RECORDS TO USE Block Start
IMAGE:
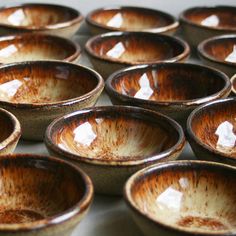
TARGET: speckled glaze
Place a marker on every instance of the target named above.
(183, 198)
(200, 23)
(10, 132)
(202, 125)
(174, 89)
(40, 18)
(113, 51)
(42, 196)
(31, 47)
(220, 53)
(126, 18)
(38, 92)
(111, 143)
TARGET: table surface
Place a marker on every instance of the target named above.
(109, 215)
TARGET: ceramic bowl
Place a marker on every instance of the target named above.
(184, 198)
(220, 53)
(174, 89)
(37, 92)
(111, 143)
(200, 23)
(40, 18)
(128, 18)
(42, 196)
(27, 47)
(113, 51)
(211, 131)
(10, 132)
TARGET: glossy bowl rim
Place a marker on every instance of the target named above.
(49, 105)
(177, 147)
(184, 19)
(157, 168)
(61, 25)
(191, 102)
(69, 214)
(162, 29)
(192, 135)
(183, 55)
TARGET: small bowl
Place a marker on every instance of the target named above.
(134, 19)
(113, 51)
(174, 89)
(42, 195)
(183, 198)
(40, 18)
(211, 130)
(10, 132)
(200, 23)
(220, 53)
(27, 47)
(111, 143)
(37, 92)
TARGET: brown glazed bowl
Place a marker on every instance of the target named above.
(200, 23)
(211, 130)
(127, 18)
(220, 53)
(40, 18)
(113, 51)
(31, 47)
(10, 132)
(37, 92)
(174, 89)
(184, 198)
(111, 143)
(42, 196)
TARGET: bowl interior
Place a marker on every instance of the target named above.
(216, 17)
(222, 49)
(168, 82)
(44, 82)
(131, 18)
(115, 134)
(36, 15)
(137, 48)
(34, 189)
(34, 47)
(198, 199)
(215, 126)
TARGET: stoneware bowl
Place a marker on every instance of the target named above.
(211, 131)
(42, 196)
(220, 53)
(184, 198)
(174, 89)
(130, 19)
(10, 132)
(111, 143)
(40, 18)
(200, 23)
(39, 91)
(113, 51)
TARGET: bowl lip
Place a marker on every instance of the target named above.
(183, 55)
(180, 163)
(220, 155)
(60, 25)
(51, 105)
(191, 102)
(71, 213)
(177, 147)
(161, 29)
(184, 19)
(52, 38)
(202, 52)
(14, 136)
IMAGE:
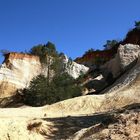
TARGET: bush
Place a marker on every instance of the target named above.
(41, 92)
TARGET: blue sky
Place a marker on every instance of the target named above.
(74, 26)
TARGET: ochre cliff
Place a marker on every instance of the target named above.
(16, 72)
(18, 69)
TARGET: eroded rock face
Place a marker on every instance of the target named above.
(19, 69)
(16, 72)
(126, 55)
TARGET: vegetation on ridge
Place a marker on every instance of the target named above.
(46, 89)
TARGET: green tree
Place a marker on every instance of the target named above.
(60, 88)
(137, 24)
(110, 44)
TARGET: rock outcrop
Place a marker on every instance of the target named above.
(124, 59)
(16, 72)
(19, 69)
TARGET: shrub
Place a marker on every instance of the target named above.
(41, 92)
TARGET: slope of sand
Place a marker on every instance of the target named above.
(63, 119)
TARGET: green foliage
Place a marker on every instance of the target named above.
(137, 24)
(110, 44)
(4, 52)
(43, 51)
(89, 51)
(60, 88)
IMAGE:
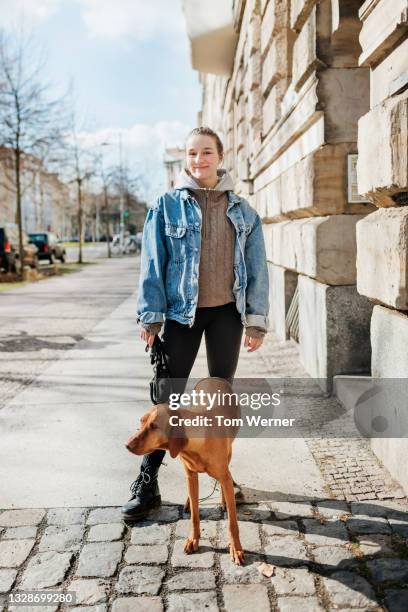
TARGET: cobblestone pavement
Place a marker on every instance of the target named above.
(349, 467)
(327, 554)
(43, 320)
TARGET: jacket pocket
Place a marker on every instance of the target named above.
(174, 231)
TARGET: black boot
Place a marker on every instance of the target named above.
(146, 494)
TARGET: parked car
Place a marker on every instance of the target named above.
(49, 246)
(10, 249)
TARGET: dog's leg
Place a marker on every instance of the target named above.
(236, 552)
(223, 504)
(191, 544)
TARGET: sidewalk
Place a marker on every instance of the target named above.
RECORDS TO USE Block End
**WORK ITEM**
The lines holding the word "green" are the answer. Find them in the entries and copy them.

**COMPLETED TASK**
TARGET: green tree
TARGET: green foliage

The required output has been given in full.